··· RECORD EXCERPTS

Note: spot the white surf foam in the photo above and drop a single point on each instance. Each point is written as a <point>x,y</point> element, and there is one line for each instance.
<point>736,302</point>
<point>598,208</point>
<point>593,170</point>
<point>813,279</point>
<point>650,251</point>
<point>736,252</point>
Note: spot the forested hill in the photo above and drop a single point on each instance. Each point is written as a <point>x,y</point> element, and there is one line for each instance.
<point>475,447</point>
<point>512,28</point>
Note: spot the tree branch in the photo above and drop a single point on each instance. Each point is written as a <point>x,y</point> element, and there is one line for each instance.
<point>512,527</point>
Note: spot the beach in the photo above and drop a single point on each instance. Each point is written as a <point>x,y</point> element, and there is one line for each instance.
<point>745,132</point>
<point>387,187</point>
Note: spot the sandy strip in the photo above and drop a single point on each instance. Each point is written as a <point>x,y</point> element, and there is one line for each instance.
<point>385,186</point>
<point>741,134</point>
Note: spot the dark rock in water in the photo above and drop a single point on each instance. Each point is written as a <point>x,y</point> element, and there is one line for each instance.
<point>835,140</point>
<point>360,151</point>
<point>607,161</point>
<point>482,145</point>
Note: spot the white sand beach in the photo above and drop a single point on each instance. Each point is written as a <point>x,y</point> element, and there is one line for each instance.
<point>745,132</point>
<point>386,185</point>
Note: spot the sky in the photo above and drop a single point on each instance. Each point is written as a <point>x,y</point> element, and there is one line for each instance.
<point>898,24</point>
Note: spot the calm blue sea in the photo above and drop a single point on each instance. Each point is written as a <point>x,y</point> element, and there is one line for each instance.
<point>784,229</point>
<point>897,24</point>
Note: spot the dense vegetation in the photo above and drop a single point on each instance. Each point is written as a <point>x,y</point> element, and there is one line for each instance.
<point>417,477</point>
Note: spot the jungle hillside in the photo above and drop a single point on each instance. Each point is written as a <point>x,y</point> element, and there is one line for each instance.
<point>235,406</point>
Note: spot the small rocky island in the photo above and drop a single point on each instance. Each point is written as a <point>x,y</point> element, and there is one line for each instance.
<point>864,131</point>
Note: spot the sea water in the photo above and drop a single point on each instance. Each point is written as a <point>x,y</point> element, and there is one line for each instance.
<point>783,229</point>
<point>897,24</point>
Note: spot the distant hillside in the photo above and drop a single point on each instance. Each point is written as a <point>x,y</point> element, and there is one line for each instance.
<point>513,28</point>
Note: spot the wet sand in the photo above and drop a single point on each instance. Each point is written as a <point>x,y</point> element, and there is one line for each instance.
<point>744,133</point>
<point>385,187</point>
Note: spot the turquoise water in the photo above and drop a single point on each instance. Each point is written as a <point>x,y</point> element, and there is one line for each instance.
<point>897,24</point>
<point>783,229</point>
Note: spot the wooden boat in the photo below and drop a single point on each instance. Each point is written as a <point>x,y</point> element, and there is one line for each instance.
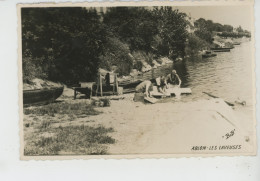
<point>41,96</point>
<point>208,54</point>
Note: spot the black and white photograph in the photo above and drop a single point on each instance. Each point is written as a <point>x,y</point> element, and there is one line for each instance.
<point>136,81</point>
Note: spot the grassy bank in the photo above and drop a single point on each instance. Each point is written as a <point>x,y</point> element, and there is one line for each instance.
<point>49,130</point>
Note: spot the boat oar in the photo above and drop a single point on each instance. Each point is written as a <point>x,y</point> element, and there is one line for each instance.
<point>228,103</point>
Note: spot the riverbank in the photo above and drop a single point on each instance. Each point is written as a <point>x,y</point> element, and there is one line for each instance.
<point>128,127</point>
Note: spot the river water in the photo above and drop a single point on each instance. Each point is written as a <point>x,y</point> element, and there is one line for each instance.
<point>229,75</point>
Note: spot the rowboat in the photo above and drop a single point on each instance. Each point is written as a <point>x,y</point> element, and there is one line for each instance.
<point>41,96</point>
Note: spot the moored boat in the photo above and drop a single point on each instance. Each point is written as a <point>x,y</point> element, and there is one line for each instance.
<point>41,96</point>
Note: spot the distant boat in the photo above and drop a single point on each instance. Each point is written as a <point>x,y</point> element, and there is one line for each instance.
<point>225,49</point>
<point>208,54</point>
<point>41,96</point>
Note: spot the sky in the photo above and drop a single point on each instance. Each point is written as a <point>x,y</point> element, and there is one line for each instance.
<point>232,15</point>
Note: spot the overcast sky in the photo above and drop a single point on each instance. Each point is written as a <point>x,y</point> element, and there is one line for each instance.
<point>232,15</point>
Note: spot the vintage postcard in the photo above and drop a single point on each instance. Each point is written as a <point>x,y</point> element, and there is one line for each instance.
<point>136,80</point>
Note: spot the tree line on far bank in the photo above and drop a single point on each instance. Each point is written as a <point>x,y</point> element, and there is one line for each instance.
<point>70,44</point>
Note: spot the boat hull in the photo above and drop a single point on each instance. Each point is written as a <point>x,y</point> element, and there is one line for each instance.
<point>41,96</point>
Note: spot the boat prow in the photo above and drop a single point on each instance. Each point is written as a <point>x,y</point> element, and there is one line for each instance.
<point>41,96</point>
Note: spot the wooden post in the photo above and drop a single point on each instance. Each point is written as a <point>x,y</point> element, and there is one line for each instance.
<point>75,93</point>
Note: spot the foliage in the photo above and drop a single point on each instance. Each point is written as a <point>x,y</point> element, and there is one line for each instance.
<point>66,48</point>
<point>195,44</point>
<point>133,25</point>
<point>62,108</point>
<point>116,53</point>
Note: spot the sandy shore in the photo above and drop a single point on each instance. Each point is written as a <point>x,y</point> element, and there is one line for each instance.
<point>172,127</point>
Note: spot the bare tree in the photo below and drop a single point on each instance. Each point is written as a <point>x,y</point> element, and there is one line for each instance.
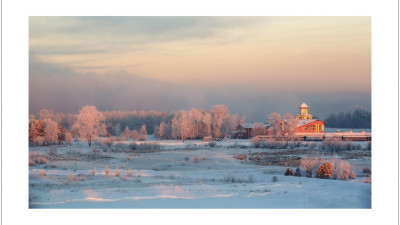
<point>275,120</point>
<point>207,123</point>
<point>46,114</point>
<point>161,130</point>
<point>36,128</point>
<point>51,131</point>
<point>175,127</point>
<point>221,115</point>
<point>127,133</point>
<point>90,123</point>
<point>68,138</point>
<point>196,116</point>
<point>290,125</point>
<point>143,133</point>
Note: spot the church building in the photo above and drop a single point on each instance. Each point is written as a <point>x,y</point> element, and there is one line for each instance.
<point>306,124</point>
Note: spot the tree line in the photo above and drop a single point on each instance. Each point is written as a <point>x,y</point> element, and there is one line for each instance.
<point>357,118</point>
<point>47,127</point>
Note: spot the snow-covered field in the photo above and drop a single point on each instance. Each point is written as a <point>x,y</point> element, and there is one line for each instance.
<point>183,175</point>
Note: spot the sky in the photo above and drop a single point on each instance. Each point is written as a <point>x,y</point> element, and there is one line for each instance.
<point>254,65</point>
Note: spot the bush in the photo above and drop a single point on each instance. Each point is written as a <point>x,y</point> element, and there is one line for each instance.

······

WHAT YOU ARE ASKED TO DO => Give back all the data exactly, minus pictures.

RESPONSE TO THIS TASK =>
Note: spot the white surf foam in the photo above and drop a single point on each instance. Each point is written as a <point>x,y</point> element, and there is one line for each instance.
<point>736,302</point>
<point>598,208</point>
<point>593,170</point>
<point>813,279</point>
<point>650,251</point>
<point>736,252</point>
Note: spot the forested hill in the photo above and drop a single point on each instance. Each point is written as a <point>x,y</point> element, and there is one line for each instance.
<point>475,447</point>
<point>512,28</point>
Note: spot the tree branch in the photo above and drop a single point on each instance. Each point is written as a <point>x,y</point> element, and there is one line for each instance.
<point>512,527</point>
Note: spot the beach in the photo above and drop a single point on each instance. Each point is written as a <point>x,y</point> element, and there is one line for each instance.
<point>745,132</point>
<point>387,187</point>
Note: spot the sandy strip in the photo above and drop a single point on each instance. Each point is written as a <point>x,y</point> element, and there is one line for each instance.
<point>385,186</point>
<point>741,134</point>
Note: spot the dark rock in water in the photo above and drop a single point on each instance. Each point is written as a <point>x,y</point> element, and there is one line for each instance.
<point>835,140</point>
<point>360,151</point>
<point>607,161</point>
<point>482,145</point>
Note: spot the white sand beach in the photo above and drop a single point on each instance. Each point is written as a <point>x,y</point> element, and there is one line for each instance.
<point>745,132</point>
<point>386,185</point>
Note: spot the sky in the photo above and drop a single point on each instance. Each point is written as a <point>x,y</point> element, and there is one line for each instance.
<point>898,24</point>
Note: spot the calm blue sea in the photo above and drop a single point on each instance. Each point is written as a <point>x,y</point> element, and there is one line for each instance.
<point>784,229</point>
<point>897,24</point>
Note: spot the dense vegetation in the photo above and drop a single point on each instance. Each point is written as a <point>x,y</point> element, and there is one line for each instance.
<point>417,477</point>
Note: spot the jungle hillside in the photo above and drop a single point on each instance. Each point is written as a <point>x,y</point> element, and there is one line for each instance.
<point>235,406</point>
Note: spot the small rocky island in the photo above and drop a single point on each instance. Each point is written as a <point>x,y</point> element, and there is one line for each instance.
<point>864,131</point>
Note: spot the sea water in the photo above and drop a single point on each instance. Each point is written as a <point>x,y</point> element, and there is one line for each instance.
<point>783,229</point>
<point>897,24</point>
Note: spot the distant hillside in the photo above and drop a single point on each instance. Each point is written as a <point>x,y</point> element, and there is one line for each instance.
<point>513,28</point>
Note: spot the wet sand in the photo above and drop a single point on each instance. Each point is written as a <point>x,y</point> element, and there is one line for each instance.
<point>744,133</point>
<point>385,187</point>
Note: spot the turquoise water in the photo above and drop a single point on each instance. Each point is written as a <point>x,y</point> element, and there is one line for each instance.
<point>897,24</point>
<point>783,229</point>
Note: spot the wooden boat in the photo below and drop a single point on each instance. Each point is written as a <point>x,y</point> element, and there is one line for each instance.
<point>41,96</point>
<point>208,54</point>
Note: spot the black and white photograph in the photo above and drop a single point on each instance. Each point is written as a <point>x,y</point> element, and there is one line for each instance.
<point>136,81</point>
Note: spot the grassy bank in the photo above and drop a single point on each instance. Each point is written as a <point>x,y</point> element, and there is one line for each instance.
<point>49,130</point>
Note: spot the boat oar in the photo above and drop a single point on each instance. Each point is written as a <point>x,y</point> element, and there is one line for each instance.
<point>228,103</point>
Note: spot the riverbank in the photo above and drop a single point on each instance. Each point is written as a <point>x,y</point> element, and there is one line for each instance.
<point>128,127</point>
Note: spot the river water in the photo above and drop a single point on each instance. Each point is written as a <point>x,y</point> element, and there is one line for each instance.
<point>229,75</point>
Note: spot the rowboat in the photo above and drop a single point on each instance. Each point is written as a <point>x,y</point> element, and there is one line for each instance.
<point>41,96</point>
Note: spot the moored boat in the photo above and drop a single point on each instance. Each point is written as a <point>x,y</point> element, and there is one line for each instance.
<point>41,96</point>
Note: spot the distant boat in the photo above and drop a single point on each instance. Each point is written as a <point>x,y</point> element, and there is one line for each instance.
<point>225,49</point>
<point>208,54</point>
<point>41,96</point>
Note: spot the sky in the photo above and drop a single point on each instance. Each point is written as a <point>x,y</point> element, and there is one line for each instance.
<point>232,15</point>
Note: spot the overcast sky in the photo above and drop a single point on each instance. Each point is written as a <point>x,y</point> element, and there is one line for each instance.
<point>232,15</point>
Note: spot the vintage postcard in the photo above and drop a single point on each instance. Each point is written as a <point>x,y</point> element, and there is one line for each instance.
<point>136,80</point>
Note: spot the tree line on far bank in the photo above and drop a single point on each instance. Each point is written as a <point>x,y</point> element, and there is one line for each instance.
<point>70,44</point>
Note: spot the boat hull in the photo above and drop a single point on each instance. Each point is written as a <point>x,y</point> element, and there is one line for each instance.
<point>41,96</point>
Note: spot the boat prow in the photo above and drop a single point on each instance. Each point is written as a <point>x,y</point> element, and there is one line for each instance.
<point>41,96</point>
Note: spot the wooden post in the photo above and drop a single point on each instance. Each point is written as a <point>x,y</point> element, and there is one line for each instance.
<point>75,93</point>
Note: spot the foliage in the photo above and drop a single point on each instance. Each point is written as a <point>x,y</point> element, and there is one line for each instance.
<point>66,48</point>
<point>195,44</point>
<point>133,25</point>
<point>62,108</point>
<point>116,53</point>
Note: spot the sandy shore in the photo above and drop a single point on each instance. Each point is written as a <point>x,y</point> element, and there is one line for each instance.
<point>172,127</point>
Note: spot the bare tree in the photo below and drop a single point on each instance. Each point is written as a <point>x,y</point> element, and there is one line for each instance.
<point>275,120</point>
<point>207,123</point>
<point>46,114</point>
<point>161,130</point>
<point>36,128</point>
<point>51,131</point>
<point>175,127</point>
<point>221,115</point>
<point>127,133</point>
<point>90,123</point>
<point>68,138</point>
<point>196,116</point>
<point>290,125</point>
<point>143,133</point>
Note: spot the church building in the photo above and drop a single point on each instance. Each point is written as a <point>x,y</point> element, and there is one line for each instance.
<point>306,124</point>
Note: spot the tree line in the photo above and drop a single point on each instance. Each point is written as a <point>x,y</point> element, and there is one line for each instance.
<point>357,118</point>
<point>47,127</point>
Note: spot the snow-covered field in the photo above and drop a single point on each instance. Each point is written as a <point>x,y</point> element, and there is one line for each instance.
<point>183,175</point>
Note: spot the sky in the photo above and drop a single point on each instance. Each point is written as a <point>x,y</point> element, and there is one line for each instance.
<point>254,65</point>
Note: spot the bush in the photo above and drop a single point on each instance. Each point is written as a <point>x,y</point> element, and there is one line for each instance.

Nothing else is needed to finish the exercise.